Work to be completed.
Report each line of the records below that holds the word "then".

Exercise data.
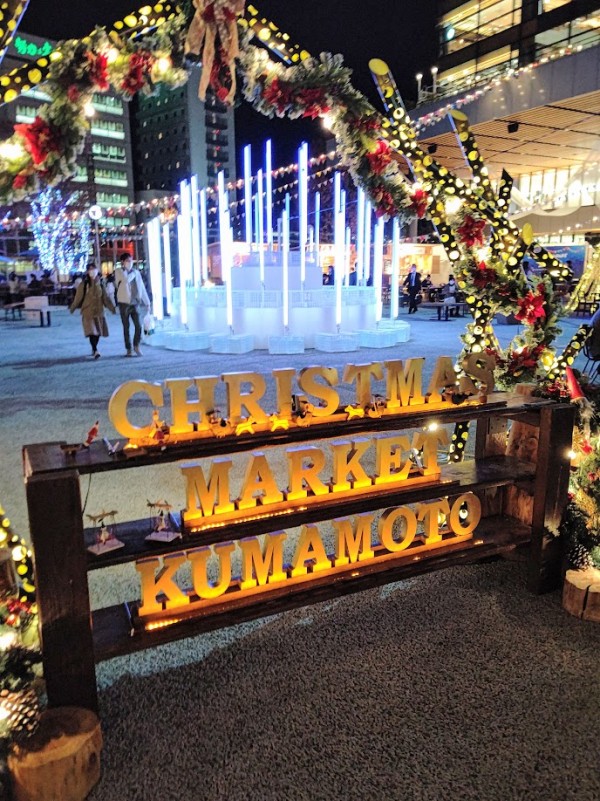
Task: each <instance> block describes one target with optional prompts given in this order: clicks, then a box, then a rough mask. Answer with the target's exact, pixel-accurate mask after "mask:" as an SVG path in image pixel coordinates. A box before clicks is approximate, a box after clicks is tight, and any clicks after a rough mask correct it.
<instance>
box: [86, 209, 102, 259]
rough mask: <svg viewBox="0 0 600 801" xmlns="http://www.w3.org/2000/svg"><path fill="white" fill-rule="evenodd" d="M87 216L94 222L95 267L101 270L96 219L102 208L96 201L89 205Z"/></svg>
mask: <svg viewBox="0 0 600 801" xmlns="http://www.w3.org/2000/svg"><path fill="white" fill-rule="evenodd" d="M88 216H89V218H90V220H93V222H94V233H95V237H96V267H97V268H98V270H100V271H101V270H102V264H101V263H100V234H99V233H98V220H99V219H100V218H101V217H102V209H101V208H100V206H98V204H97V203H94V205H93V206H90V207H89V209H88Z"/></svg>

...

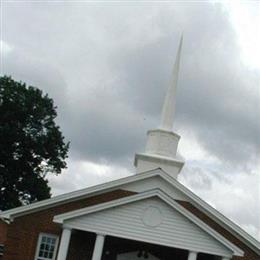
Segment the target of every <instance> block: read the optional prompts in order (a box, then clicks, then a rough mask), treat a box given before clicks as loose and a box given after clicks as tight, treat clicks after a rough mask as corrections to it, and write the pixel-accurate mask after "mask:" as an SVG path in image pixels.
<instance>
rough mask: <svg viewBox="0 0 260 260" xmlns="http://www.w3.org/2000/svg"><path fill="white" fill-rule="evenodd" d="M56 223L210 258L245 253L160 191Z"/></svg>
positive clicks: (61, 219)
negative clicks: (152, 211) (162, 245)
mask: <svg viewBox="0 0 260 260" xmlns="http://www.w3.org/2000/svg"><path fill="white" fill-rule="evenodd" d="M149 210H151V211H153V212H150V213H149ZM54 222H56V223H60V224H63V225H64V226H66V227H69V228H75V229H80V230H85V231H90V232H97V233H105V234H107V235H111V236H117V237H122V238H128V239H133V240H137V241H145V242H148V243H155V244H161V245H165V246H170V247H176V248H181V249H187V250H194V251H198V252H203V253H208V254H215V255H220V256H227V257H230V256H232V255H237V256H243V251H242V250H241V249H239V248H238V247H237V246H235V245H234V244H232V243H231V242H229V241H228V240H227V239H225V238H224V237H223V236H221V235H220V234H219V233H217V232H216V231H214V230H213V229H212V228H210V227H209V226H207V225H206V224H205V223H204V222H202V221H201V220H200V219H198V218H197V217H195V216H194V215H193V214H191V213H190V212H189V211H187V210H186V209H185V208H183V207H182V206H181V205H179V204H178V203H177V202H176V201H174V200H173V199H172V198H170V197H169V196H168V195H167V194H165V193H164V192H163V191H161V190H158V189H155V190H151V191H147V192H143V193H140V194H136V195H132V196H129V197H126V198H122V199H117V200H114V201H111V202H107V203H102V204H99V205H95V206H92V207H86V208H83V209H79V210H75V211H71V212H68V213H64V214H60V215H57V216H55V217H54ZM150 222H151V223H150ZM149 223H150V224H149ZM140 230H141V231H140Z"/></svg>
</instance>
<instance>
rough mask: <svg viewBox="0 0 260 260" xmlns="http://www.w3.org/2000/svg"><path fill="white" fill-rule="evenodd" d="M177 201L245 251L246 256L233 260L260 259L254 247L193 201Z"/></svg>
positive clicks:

Task answer.
Task: each <instance> block describes one target with optional prompts given in this order: clicks, then a box, then a rough mask. Answer with the target's exact, pixel-accurate mask after "mask:" as an SVG path in image pixel coordinates. A box before clicks is approximate, a box after clicks is tight, and any clicks after a rough mask correct it.
Segment the target of every <instance> block: read the optional prompts in order (a box, then clicks, then a rough mask), treat a box given before clicks as loose and a box given after clicks as tight, treat clicks after a rough mask as corrections to it, and write the pixel-accurate mask after "mask:" as an SVG path in image pixels.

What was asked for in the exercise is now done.